[[ Exercise inputs, beginning ]]

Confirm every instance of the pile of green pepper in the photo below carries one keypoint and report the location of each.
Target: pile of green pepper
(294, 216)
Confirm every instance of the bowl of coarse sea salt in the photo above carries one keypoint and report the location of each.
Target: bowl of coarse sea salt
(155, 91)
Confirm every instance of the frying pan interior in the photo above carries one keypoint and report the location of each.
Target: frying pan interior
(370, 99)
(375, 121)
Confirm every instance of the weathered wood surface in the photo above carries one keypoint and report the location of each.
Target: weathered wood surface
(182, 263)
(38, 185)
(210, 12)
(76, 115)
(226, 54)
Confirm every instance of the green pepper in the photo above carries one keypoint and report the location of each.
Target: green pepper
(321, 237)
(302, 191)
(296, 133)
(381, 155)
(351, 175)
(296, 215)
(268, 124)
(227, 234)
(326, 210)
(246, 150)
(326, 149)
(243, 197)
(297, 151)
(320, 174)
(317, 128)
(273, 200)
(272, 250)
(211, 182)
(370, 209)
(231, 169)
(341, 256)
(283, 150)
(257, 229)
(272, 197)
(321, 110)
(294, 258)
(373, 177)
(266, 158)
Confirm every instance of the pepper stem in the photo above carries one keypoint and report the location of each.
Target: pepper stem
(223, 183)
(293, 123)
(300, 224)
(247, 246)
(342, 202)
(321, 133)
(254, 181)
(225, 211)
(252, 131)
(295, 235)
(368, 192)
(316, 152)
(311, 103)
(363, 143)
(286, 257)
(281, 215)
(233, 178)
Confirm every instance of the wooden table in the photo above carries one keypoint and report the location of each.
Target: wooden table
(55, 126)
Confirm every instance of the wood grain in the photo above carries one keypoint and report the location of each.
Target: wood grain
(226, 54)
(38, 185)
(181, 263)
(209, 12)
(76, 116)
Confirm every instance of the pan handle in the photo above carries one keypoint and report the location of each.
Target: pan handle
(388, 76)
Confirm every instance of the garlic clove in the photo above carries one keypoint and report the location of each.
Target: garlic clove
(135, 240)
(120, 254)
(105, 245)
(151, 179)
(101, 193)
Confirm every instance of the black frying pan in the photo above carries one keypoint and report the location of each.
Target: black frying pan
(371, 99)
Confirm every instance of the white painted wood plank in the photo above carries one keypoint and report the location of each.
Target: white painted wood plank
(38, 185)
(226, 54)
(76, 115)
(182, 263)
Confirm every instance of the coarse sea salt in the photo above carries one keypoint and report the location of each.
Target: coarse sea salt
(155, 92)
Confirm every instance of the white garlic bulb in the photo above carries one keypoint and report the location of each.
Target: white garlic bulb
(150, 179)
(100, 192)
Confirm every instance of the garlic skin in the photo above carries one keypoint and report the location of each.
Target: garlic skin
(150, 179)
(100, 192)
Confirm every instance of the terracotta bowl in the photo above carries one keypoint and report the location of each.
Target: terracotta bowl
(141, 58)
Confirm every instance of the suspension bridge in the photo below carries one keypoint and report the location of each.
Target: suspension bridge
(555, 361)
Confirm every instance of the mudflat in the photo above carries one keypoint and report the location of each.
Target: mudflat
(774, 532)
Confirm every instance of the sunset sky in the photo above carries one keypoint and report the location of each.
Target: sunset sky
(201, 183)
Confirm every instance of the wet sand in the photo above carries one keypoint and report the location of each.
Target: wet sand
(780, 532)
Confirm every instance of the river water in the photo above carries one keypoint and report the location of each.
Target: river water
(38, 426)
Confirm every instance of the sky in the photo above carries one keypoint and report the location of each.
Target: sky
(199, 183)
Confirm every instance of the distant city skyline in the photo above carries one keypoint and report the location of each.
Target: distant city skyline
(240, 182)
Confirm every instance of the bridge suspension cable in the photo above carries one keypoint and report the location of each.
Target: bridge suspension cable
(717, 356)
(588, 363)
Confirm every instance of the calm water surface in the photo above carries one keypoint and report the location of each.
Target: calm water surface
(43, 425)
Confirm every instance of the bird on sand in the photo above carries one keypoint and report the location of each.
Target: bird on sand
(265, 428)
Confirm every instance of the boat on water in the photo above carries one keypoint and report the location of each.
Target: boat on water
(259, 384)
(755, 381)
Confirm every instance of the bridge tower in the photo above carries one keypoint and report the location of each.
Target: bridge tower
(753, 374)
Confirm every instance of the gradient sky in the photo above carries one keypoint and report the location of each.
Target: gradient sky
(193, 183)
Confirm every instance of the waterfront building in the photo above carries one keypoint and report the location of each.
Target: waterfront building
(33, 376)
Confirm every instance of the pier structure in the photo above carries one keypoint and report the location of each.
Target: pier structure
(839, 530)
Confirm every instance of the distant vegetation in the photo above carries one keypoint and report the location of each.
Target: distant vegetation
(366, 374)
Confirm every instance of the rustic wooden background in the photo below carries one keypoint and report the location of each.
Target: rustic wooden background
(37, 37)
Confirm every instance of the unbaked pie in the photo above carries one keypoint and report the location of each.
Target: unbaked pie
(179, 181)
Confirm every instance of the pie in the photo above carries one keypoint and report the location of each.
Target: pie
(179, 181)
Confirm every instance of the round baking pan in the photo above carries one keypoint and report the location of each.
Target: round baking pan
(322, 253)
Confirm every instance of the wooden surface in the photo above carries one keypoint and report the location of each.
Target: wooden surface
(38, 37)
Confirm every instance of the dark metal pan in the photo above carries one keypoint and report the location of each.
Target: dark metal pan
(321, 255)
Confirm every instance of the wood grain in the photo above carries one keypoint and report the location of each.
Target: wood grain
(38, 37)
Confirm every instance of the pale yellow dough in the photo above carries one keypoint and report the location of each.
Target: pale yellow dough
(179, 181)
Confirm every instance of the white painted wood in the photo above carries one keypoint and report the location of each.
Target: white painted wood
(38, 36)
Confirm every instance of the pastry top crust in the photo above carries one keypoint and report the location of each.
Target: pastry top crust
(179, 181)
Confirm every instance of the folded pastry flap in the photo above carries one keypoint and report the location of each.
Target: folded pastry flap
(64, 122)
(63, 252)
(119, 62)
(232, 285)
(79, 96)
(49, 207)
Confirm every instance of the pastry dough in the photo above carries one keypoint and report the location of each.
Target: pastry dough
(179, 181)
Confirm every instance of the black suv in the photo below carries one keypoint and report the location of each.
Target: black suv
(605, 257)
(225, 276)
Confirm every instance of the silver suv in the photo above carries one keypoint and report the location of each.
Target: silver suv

[[ Exercise inputs, end ]]

**Exercise**
Write every entry out again exactly.

**Response below**
Confirm every instance of the pile of green pepper in the photo below carries one keypoint and report the location of each.
Target: pile of green pepper
(294, 216)
Confirm every instance of the bowl of coarse sea salt in the photo above carries one keypoint and report the location of each.
Target: bowl of coarse sea salt
(155, 91)
Confirm every instance of the frying pan interior in the photo above carries one keypoint and report the location of each.
Target: frying pan interior
(370, 99)
(375, 121)
Confirm every instance of the weathered wood surface in the photo above carries one keypoint and report the location of each.
Target: weathered wood surface
(182, 263)
(38, 185)
(210, 12)
(76, 115)
(226, 54)
Confirm every instance of the green pepper in the photo above carries one keypoint and report the location of each.
Target: green pepper
(321, 237)
(302, 191)
(296, 133)
(381, 155)
(351, 175)
(296, 215)
(268, 124)
(227, 234)
(326, 210)
(246, 150)
(326, 149)
(243, 197)
(297, 151)
(320, 174)
(317, 128)
(273, 200)
(272, 250)
(211, 182)
(370, 209)
(231, 169)
(341, 256)
(283, 150)
(257, 229)
(272, 197)
(321, 110)
(294, 258)
(373, 177)
(266, 158)
Confirm every instance of the pepper stem in the photo above carries one keypoint and report the location of each.
Target: pepper stem
(223, 183)
(293, 123)
(300, 224)
(247, 246)
(342, 202)
(321, 133)
(254, 181)
(225, 211)
(252, 131)
(295, 235)
(368, 192)
(316, 152)
(311, 103)
(363, 143)
(286, 257)
(281, 215)
(233, 178)
Confirm every instance of the wooden table in the photo above carries one keypoint and report the location of each.
Target: wooden table
(55, 126)
Confirm every instance of the wood grain in the photo above carries one keypoint and report the location of each.
Target: wood grain
(226, 54)
(38, 185)
(181, 263)
(209, 12)
(76, 116)
Confirm every instance of the pan handle in the photo above carries one keypoint and report the location of each.
Target: pan handle
(388, 76)
Confirm every instance of the garlic clove in the photo above carries one keypoint and report the location of each.
Target: garlic clove
(135, 240)
(120, 254)
(105, 245)
(151, 179)
(101, 193)
Confirm every instance of the black frying pan in the photo above carries one keypoint and report the location of each.
Target: black frying pan
(371, 99)
Confirm every instance of the white painted wood plank in the photo above carries one keypoint and report the location of each.
Target: white painted wood plank
(38, 185)
(226, 54)
(76, 115)
(182, 263)
Confirm every instance of the coarse sea salt in the photo above carries one keypoint and report the location of each.
Target: coarse sea salt
(155, 92)
Confirm every instance of the white garlic bulb in the photo above carries one keypoint and report the location of each.
Target: white garlic bulb
(150, 179)
(100, 192)
Confirm every instance of the garlic skin in the photo above carries one keypoint and report the location of each.
Target: garlic skin
(150, 179)
(100, 192)
Confirm every instance of the terracotta bowl in the photo above carries one keypoint and report the location of each.
Target: terracotta bowl
(141, 58)
Confirm every instance of the suspension bridge in the photo below carries one keypoint and report the location of each.
Target: suspension bridge
(555, 361)
Confirm every instance of the mudflat in the photo above carries one keypoint and report the location of each.
Target: mudflat
(774, 532)
Confirm every instance of the sunset sky in the photo above carries one keypoint and report the location of each.
Target: sunset sky
(201, 183)
Confirm every instance of the wet sand in the photo above carries one keypoint and report the location of each.
Target: wet sand
(780, 532)
Confirm every instance of the river water in the photo above carries one keypoint and report the location of each.
Target: river water
(38, 426)
Confirm every instance of the sky in the photo above carries one keypoint and report the location of each.
Target: sky
(199, 183)
Confirm every instance of the distant city skyline in the photo above carries one keypoint and report the location of each.
Target: distant city skyline
(240, 182)
Confirm every instance of the bridge suspension cable in the photo above carries one keypoint and report the location of each.
Target: bridge suspension cable
(717, 356)
(588, 363)
Confirm every instance of the calm water surface in the photo above carries one keypoint and report the location of each.
Target: calm water surface
(43, 425)
Confirm every instance of the bird on sand in the photo above carries one keypoint and report the location of each.
Target: bird on sand
(265, 428)
Confirm every instance of the boat on water in the photo above carries one keypoint and report the location of each.
Target: boat on water
(259, 384)
(755, 381)
Confirm every instance of the bridge tower in the photo above carries one keypoint and report the location of each.
Target: bridge tower
(753, 374)
Confirm every instance of the gradient sky in the photo above carries one keypoint and report the location of each.
Target: gradient sky
(193, 183)
Confirm every instance of the waterfront building in the photo above carries one keypoint and report the location of each.
Target: waterfront building
(33, 376)
Confirm every instance of the pier structure in the photo above carries one keypoint and report the location of each.
Target: pier structure
(839, 530)
Confirm every instance of the distant vegetation in the photo above carries one keypoint and report the location of each.
Target: distant vegetation
(366, 374)
Confirm every instance of the rustic wooden background in the photo below carries one keypoint and report the location of each.
Target: rustic wooden background
(37, 37)
Confirm every instance of the unbaked pie in the photo above carries one keypoint and report the location of each.
Target: unbaked pie
(179, 181)
Confirm every instance of the pie in the photo above carries one keypoint and report the location of each.
Target: pie
(179, 181)
Confirm every instance of the round baking pan in the photo above carries one keypoint and report the location of each.
Target: round baking pan
(322, 253)
Confirm every instance of the wooden surface in the photo above carries one keypoint and report the location of each.
Target: wooden surface
(38, 37)
Confirm every instance of the dark metal pan in the photo above carries one keypoint and report the location of each.
Target: dark metal pan
(321, 255)
Confirm every instance of the wood grain in the photo above carries one keypoint and report the location of each.
Target: wood grain
(38, 37)
Confirm every instance of the pale yellow dough in the photo above carries one keypoint and report the location of each.
Target: pale yellow dough
(179, 181)
Confirm every instance of the white painted wood in the photo above carries one keypoint and report the location of each.
Target: white painted wood
(38, 36)
Confirm every instance of the pastry top crust in the photo above carries one keypoint and report the location of each.
Target: pastry top crust
(179, 181)
Confirm every instance of the folded pastry flap in the photo above carries one keypoint and report the location of each.
Target: folded pastry flap
(64, 122)
(63, 252)
(119, 62)
(232, 285)
(79, 96)
(49, 207)
Confirm every instance of the pastry dough in the photo above carries one keypoint and report the location of each.
Target: pastry dough
(179, 181)
Confirm every instance of the black suv in the photo below carries one keypoint and report the location of each.
Target: black suv
(605, 257)
(225, 276)
Confirm every instance of the silver suv in the photo above carries one keypoint and report the location of each.
Target: silver suv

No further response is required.